YOUR TASK: Give back the full material exactly. Omit no line.
|---|
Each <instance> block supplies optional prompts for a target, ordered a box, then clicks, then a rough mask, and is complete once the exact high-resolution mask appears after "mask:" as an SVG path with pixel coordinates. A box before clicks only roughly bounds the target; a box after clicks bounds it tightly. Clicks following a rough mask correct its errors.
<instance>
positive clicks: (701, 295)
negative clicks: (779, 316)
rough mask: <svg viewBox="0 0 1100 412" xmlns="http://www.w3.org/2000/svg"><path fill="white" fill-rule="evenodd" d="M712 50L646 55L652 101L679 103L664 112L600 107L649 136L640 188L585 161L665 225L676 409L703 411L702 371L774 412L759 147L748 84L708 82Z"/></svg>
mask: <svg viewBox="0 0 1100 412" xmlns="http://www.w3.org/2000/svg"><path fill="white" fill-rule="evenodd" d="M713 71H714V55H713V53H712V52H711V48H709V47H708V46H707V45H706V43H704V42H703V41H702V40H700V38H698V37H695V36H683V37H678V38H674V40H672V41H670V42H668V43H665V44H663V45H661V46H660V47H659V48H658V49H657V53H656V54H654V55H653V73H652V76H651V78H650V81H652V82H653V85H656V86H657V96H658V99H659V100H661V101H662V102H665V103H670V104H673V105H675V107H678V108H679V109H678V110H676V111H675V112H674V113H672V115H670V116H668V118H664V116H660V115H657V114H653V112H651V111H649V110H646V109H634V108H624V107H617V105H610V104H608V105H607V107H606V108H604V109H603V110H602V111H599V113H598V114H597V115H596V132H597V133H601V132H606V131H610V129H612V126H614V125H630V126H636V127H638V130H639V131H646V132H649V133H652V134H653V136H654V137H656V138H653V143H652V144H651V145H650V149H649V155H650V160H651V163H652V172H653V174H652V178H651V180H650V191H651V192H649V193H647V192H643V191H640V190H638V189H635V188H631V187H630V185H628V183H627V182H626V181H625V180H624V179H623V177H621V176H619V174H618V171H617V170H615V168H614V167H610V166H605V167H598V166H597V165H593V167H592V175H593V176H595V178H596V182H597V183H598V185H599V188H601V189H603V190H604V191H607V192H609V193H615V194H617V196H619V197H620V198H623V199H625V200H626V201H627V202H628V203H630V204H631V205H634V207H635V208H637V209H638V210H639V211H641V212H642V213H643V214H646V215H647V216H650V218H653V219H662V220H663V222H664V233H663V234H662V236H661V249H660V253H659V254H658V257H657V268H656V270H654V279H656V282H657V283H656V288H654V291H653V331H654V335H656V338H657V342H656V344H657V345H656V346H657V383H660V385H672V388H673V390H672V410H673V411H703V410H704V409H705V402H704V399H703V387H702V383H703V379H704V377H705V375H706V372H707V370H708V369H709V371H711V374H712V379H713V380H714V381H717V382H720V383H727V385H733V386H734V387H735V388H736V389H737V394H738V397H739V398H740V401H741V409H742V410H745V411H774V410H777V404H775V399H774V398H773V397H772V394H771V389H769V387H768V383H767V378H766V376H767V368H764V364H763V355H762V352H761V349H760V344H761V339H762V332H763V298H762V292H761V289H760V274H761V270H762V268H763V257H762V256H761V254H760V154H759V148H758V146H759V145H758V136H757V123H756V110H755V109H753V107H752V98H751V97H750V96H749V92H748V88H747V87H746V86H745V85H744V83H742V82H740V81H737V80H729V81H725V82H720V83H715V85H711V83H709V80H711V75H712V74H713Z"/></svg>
|---|
TASK RESPONSE:
Each <instance> block supplies optional prompts for a target, ordered a box, then clicks, then a rough mask, and is complete once the exact high-resolution mask appears after "mask:" as an SVG path with pixel coordinates. A box before clicks only roughly bounds the target; a box after clicks bounds it tightly. Clicks following a rough mask correct its errors.
<instance>
positive clicks: (701, 295)
negative clicks: (779, 316)
rough mask: <svg viewBox="0 0 1100 412" xmlns="http://www.w3.org/2000/svg"><path fill="white" fill-rule="evenodd" d="M712 50L646 55L652 101L679 103L664 112L600 107L649 136L640 188L585 161L665 225L676 409L703 411L702 371L774 412L759 147L748 84L708 82Z"/></svg>
mask: <svg viewBox="0 0 1100 412" xmlns="http://www.w3.org/2000/svg"><path fill="white" fill-rule="evenodd" d="M713 71H714V55H713V53H712V52H711V48H709V47H708V46H707V45H706V43H704V42H703V41H702V40H700V38H698V37H695V36H683V37H678V38H674V40H672V41H670V42H668V43H665V44H663V45H661V46H660V47H659V48H658V49H657V53H656V54H654V55H653V73H652V76H651V78H650V81H652V82H653V85H656V86H657V96H658V99H659V100H661V101H662V102H665V103H670V104H673V105H675V107H678V108H679V109H678V110H676V111H675V112H674V113H672V115H670V116H668V118H664V116H660V115H657V114H653V112H651V111H649V110H646V109H634V108H624V107H617V105H610V104H608V105H607V107H606V108H604V109H603V110H602V111H599V113H598V114H597V115H596V132H597V133H601V132H606V131H610V129H612V126H614V125H630V126H636V127H638V130H639V131H646V132H649V133H652V134H653V136H654V137H656V138H653V143H652V144H651V145H650V149H649V155H650V160H651V163H652V172H653V174H652V178H651V180H650V191H651V192H649V193H647V192H643V191H640V190H638V189H635V188H631V187H630V185H628V183H627V182H626V181H625V180H624V179H623V177H621V176H619V174H618V171H617V170H615V168H614V167H610V166H605V167H598V166H597V165H593V167H592V175H593V176H595V178H596V182H597V183H598V185H599V188H601V189H603V190H604V191H607V192H609V193H615V194H617V196H619V197H620V198H623V199H625V200H626V201H627V202H628V203H630V204H631V205H634V207H635V208H637V209H638V210H639V211H641V212H642V213H643V214H646V215H647V216H650V218H653V219H662V220H663V222H664V233H663V234H662V236H661V249H660V253H659V254H658V257H657V268H656V270H654V279H656V282H657V283H656V288H654V291H653V331H654V335H656V338H657V342H656V344H657V345H656V346H657V383H660V385H672V388H673V390H672V410H673V411H703V410H704V409H705V402H704V399H703V387H702V383H703V379H704V377H705V375H706V372H707V370H708V369H709V371H711V374H712V379H713V380H714V381H717V382H720V383H727V385H733V386H734V387H735V388H736V389H737V394H738V397H739V398H740V401H741V409H742V410H745V411H774V410H777V404H775V399H774V398H773V397H772V394H771V389H769V387H768V383H767V378H766V376H767V368H764V364H763V355H762V352H761V349H760V344H761V339H762V332H763V298H762V292H761V289H760V274H761V270H762V268H763V257H762V256H761V254H760V154H759V148H758V146H759V145H758V136H757V123H756V110H755V109H753V107H752V98H751V97H750V96H749V92H748V88H747V87H746V86H745V85H744V83H742V82H740V81H737V80H729V81H725V82H720V83H715V85H711V83H709V80H711V75H712V74H713Z"/></svg>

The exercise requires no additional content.